§ Document

--------------------

In an influential set of notes in 1970, Sullivan put forward the radical concept that, within homotopy theory, spaces could directly "be broken into boxes" (or localized), a procedure hitherto applied to the algebraic constructs made from them.

The Sullivan conjecture, proved in its original form by Haynes Miller, states that the classifying space BG of a finite group G is sufficiently different from any finite CW complex X, that it maps to such an X only 'with difficulty'; in a more formal statement, the space of all mappings BG to X, as pointed spaces and given the compact-open topology, is weakly contractible. Sullivan's conjecture was also first presented in his 1970 notes.

Sullivan and Daniel Quillen (independently) created rational homotopy theory in the late 1960s and 1970s. It examines "rationalizations" of simply connected topological spaces with homotopy groups and singular homology groups tensored with the rational numbers, ignoring torsion elements and simplifying certain calculations.

Kleinian groups
Sullivan and William Thurston generalized Lipman Bers' density conjecture from singly degenerate Kleinian surface groups to all finitely generated Kleinian groups in the late 1970s and early 1980s. The conjecture states that every finitely generated Kleinian group is an algebraic limit of geometrically finite Kleinian groups, and was independently proven by Ohshika and Namazi–Souto in 2011 and 2012 respectively.

Conformal and quasiconformal mappings
The Connes–Donaldson–Sullivan–Teleman index theorem is an extension of the Atiyah–Singer index theorem to quasiconformal manifolds due to a joint paper by Simon Donaldson and Sullivan in 1989 and a joint paper by Alain Connes, Sullivan, and Nicolae Teleman in 1994.

In 1987, Sullivan and Burton Rodin proved Thurston's conjecture about the approximation
of the Riemann map by circle packings.

String topology
Sullivan and Moira Chas started the field of string topology, which examines algebraic structures on the homology of free loop spaces. They developed the Chas–Sullivan product to give a partial singular homology analogue of the cup product from singular cohomology. String topology has been used in multiple proposals to construct topological quantum field theories in mathematical physics.

--------------------

[Polygon outlines for photos]
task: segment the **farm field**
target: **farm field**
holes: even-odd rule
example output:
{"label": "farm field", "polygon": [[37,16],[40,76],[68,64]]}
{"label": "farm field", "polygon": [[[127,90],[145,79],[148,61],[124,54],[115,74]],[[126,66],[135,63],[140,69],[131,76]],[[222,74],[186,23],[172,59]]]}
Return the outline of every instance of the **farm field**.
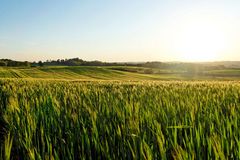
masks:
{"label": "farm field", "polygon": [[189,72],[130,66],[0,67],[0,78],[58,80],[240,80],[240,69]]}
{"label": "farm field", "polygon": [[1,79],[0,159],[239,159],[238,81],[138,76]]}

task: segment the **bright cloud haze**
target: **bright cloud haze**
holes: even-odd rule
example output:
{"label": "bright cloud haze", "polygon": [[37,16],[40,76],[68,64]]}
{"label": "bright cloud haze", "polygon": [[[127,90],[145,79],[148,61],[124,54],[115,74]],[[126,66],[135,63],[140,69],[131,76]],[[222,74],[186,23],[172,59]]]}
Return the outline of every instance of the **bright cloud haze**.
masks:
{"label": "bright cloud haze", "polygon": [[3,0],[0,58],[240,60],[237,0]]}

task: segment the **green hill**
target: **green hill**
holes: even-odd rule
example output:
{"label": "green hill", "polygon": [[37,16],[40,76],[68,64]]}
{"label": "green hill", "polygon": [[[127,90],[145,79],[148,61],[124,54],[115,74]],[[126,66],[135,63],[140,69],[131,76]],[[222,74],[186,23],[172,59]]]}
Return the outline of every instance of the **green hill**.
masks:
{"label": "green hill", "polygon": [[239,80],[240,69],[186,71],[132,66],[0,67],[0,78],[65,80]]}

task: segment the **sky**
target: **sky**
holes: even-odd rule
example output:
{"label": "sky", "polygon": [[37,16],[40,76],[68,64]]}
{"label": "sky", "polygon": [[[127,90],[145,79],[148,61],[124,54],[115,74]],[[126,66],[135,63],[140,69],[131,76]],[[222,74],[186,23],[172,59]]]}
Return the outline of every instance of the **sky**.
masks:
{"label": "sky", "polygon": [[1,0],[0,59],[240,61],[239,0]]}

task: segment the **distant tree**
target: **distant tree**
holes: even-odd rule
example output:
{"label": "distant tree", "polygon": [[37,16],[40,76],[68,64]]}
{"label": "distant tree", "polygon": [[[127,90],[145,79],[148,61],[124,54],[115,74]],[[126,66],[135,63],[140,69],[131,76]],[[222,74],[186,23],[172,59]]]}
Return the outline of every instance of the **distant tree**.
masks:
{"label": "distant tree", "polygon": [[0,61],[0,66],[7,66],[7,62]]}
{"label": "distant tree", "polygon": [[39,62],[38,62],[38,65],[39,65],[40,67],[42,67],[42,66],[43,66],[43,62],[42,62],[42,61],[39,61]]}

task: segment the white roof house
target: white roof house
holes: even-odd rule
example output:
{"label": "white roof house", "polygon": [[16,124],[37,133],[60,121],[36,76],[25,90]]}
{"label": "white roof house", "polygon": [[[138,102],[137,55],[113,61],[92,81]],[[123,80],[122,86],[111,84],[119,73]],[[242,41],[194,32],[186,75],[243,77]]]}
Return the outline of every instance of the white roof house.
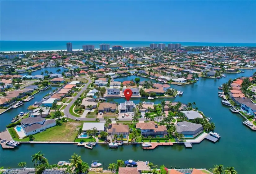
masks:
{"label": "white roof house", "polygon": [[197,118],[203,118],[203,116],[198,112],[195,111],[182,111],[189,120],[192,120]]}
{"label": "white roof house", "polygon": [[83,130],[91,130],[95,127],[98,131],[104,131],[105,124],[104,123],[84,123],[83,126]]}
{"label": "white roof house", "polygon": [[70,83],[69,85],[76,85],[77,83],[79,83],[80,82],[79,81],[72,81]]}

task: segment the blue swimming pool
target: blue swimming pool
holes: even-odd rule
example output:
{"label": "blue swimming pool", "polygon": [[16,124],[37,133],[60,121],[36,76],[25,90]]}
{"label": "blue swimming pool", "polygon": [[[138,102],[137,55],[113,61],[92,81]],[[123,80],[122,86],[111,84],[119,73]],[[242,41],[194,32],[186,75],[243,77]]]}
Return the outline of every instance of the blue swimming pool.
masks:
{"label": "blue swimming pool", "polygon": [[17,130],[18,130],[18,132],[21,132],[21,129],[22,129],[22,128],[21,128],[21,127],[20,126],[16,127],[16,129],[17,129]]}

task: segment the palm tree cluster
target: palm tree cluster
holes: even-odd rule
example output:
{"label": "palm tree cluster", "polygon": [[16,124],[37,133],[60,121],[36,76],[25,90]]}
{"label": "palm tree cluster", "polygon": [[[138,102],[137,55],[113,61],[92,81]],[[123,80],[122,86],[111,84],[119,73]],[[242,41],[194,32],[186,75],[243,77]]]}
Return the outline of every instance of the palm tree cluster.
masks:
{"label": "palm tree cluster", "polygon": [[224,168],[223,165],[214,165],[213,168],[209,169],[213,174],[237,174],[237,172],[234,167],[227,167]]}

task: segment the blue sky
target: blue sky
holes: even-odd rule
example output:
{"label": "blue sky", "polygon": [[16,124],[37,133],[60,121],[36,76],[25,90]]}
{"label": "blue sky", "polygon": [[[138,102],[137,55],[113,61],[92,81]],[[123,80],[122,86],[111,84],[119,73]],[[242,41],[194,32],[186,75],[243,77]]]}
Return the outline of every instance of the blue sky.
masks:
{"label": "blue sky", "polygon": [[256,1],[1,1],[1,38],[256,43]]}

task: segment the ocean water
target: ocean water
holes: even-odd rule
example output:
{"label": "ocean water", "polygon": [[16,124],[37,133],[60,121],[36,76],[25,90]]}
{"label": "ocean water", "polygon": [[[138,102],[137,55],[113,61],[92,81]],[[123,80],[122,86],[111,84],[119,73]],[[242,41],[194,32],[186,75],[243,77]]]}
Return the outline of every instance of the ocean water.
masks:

--------------------

§ What the exercise asks
Could you carry on the passage about Sullivan's mathematical work from its last sentence? None of the records has any bearing on this.

§ Exercise output
Dynamical systems
In 1975, Sullivan and Bill Parry introduced the topological Parry–Sullivan invariant for flows in one-dimensional dynamical systems.

In 1985, Sullivan proved the no-wandering-domain theorem. This result was described by mathematician Anthony Philips as leading to a "revival of holomorphic dynamics after 60 years of stagnation."

Awards and honors
 1971 Oswald Veblen Prize in Geometry 
 1981 Prix Élie Cartan, French Academy of Sciences
 1983 Member, National Academy of Sciences 
 1991 Member, American Academy of Arts and Sciences 
 1994 King Faisal International Prize for Science
 2004 National Medal of Science
 2006 Steele Prize for lifetime achievement
 2010 Wolf Prize in Mathematics, for "his contributions to algebraic topology and conformal dynamics"
 2012 Fellow of the American Mathematical Society
 2014 Balzan Prize in Mathematics (pure or applied)
 2022 Abel Prize

Personal life
Sullivan is married to fellow mathematician Moira Chas.

See also
 Assembly map
 Double bubble conjecture
 Flexible polyhedron
 Formal manifold
 Loch Ness monster surface
 Normal invariant
 Ring lemma
 Rummler–Sullivan theorem
 Ruziewicz problem

References

External links

 
 
 Sullivan's homepage at CUNY
 Sullivan's homepage at Stony Brook University
  Dennis Sullivan  International Balzan Prize Foundation

1941 births
20th-century American mathematicians
21st-century American mathematicians
Abel Prize laureates
City University of New York faculty
Dynamical systems theorists
Graduate Center, CUNY faculty
Fellows of the American Mathematical Society
Homotopy theory
Living people
Mathematicians from Michigan
Members of the United States National Academy of Sciences
National Medal of Science laureates
Princeton University alumni
Recipients of the Great Cross of the National Order of Scientific Merit (Brazil)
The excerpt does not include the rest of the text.